§ **YOUR OBJECTIVE**
Write a continuation of the air quality enforcement notice that picks up after its last sentence.

§ **SUPPLIED PASSAGE**
— START —

Environment - Air quality: Commission urges nine Member States to implement revised legislation

The European Commission is urging nine Member States to comply with EU environmental legislation in the area of air quality. The Member States concerned are: the Czech Republic, Estonia, Finland, Greece, Hungary, Luxembourg, Romania, Slovenia and Spain. These Member States have failed to communicate the transposition of this legislation at national level to the Commission. On the recommendation of Environment Commissioner Janez Potočnik, a reasoned opinion is therefore being sent. Failing this, the Commission may refer the cases to the European Court of Justice.

According to the Directive, Member States should have transposed the legislation into national law before 11 June 2010. Member States are required to inform the Commission once they have adopted the necessary implementation measures.

As the Commission was not notified of the relevant measures by the Czech Republic, Estonia, Finland, Greece, Hungary, Luxembourg, Romania, Slovenia and Spain, it issued a letter of formal notice on 16 July 2010. Since the legislation has still not been adopted in these Member States, the Commission is sending a reasoned opinion. The Member States concerned have two months to comply.

— END —

§ **SUPPLIED DATA**
— START —

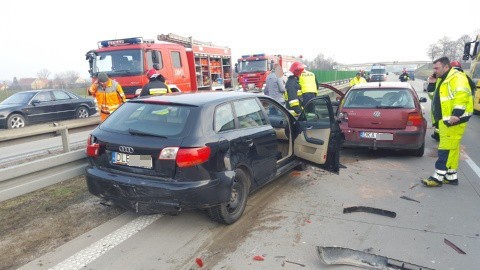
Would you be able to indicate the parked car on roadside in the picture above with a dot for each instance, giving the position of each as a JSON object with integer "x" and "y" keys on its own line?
{"x": 385, "y": 116}
{"x": 166, "y": 154}
{"x": 40, "y": 106}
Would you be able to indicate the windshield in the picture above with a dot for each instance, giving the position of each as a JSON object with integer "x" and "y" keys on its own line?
{"x": 378, "y": 71}
{"x": 379, "y": 98}
{"x": 18, "y": 98}
{"x": 119, "y": 63}
{"x": 147, "y": 119}
{"x": 252, "y": 66}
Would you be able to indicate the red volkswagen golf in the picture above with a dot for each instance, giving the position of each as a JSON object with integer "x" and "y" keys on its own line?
{"x": 383, "y": 115}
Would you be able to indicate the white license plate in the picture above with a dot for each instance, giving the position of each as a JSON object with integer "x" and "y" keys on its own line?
{"x": 377, "y": 136}
{"x": 142, "y": 161}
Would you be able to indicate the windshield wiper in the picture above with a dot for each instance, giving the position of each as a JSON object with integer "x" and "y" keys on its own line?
{"x": 389, "y": 107}
{"x": 143, "y": 133}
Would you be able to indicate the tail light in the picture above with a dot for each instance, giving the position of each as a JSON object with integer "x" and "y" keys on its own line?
{"x": 186, "y": 157}
{"x": 93, "y": 148}
{"x": 414, "y": 119}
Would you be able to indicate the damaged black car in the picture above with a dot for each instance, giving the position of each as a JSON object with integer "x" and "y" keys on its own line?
{"x": 165, "y": 154}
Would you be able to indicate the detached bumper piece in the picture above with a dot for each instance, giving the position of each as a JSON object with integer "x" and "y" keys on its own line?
{"x": 346, "y": 256}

— END —

§ **EXERCISE RESPONSE**
Directive 2008/50/EC revises European legislation relating to ambient air quality with the aim of reducing pollution to levels which minimise the harmful effects on human health and on the environment and improving information to the public on the risks involved. It introduces a limit on airborne concentrations of fine dust particles (known as PM2.5). These particles, which are emitted by a wide range of sources including diesel vehicles, industrial processes and household boilers, are today recognised as the most dangerous air pollutant for human health. The Directive does not change existing air quality standards for seven pollutants[1] but gives Member States more flexibility in meeting some of these – including limits on coarser particles (known as PM10) that took effect at the start of 2005 – in zones where they faced difficulties.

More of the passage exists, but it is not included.